**Görevler**.
#1 İdeal kadın yazısına göre kadının kariyerinin zirvesi nedir?
#2 İdeal kadın yazısında "Hemen baştan söyleyeyim" ile "anneliği zirvesinde yaşamaktadır." arasındaki bölümü, bu iki ifade de dahil olmak üzere, hiç değiştirmeden geri ver.

**Verilen metin**.
━━━━━━━━

13 Şubat 2024 Salı

İdeâl Kadın

 


 

“Allah’ın kendisiyle kiminizi kiminize göre üstün kıldığı şeyi (malı) temenni etmeyin. Erkeklere kazandıklarından pay (olduğu gibi), kadınlara da kazandıklarından pay vardır. Allah’tan onun fazlını (ihsânını) isteyin. Gerçekten, Allah her-şeyi bilendir” (Nîsâ 32).

 

Hemen baştan söyleyeyim ki, kanımca en ideâl kadın; “ayağında çocuğunu sallarken, diğer çocuğunu emziren hâmile kadın”dır. Bu kadına şeytan etki edemez ve böyle bir kadın nefsin ayartmasına da kapılmaz. Üstelik bu kadın tâğutların sapık fikirlerinden de etkilenmez. Çünkü bu kadın, tam da fıtratına ve doğasına göre davranmaktadır. Bu kadının boş sözlerle ve işlerle de ilgisi yoktur. Zîrâ bunlarla uğraşacak boş vakti yoktur. Bu kadın tümüyle evine ve çocuklarına odaklanmıştır ve kadınlığı ve anneliği zirvesinde yaşamaktadır.

 

Ev, kadının doğal ortamıdır ve kadının kariyerinin zirvesi “annelik”tir. Kadının erkekten bâriz üstün olduğu şey anneliktir. Cennet “annelerin” ayakları altındadır. Allah kadınlara anneliği vermiş ve üstelik cenneti de ayaklarının altına koymuştur. Bu yüzden ayaklarının altında cennet olan bir insana laga-luga yapılmaz.

━━━━━━━━

[Bölge bölütleme verileri]
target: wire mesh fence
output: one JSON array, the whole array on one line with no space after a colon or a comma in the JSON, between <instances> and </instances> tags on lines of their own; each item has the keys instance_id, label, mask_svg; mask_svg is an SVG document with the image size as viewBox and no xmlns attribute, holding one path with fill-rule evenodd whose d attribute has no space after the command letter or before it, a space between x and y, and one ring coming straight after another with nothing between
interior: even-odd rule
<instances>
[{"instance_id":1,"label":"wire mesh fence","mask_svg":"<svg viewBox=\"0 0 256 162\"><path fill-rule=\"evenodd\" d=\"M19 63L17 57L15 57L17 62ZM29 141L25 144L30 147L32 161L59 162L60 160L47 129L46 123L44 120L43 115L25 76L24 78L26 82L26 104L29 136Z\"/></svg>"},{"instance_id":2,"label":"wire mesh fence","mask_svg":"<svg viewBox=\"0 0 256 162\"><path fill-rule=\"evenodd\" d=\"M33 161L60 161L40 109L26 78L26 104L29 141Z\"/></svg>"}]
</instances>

━━━━━━━━

**Cevaplar**.
#1 Annelik.

#2
Hemen baştan söyleyeyim ki, kanımca en ideâl kadın; “ayağında çocuğunu sallarken, diğer çocuğunu emziren hâmile kadın”dır. Bu kadına şeytan etki edemez ve böyle bir kadın nefsin ayartmasına da kapılmaz. Üstelik bu kadın tâğutların sapık fikirlerinden de etkilenmez. Çünkü bu kadın, tam da fıtratına ve doğasına göre davranmaktadır. Bu kadının boş sözlerle ve işlerle de ilgisi yoktur. Zîrâ bunlarla uğraşacak boş vakti yoktur. Bu kadın tümüyle evine ve çocuklarına odaklanmıştır ve kadınlığı ve anneliği zirvesinde yaşamaktadır.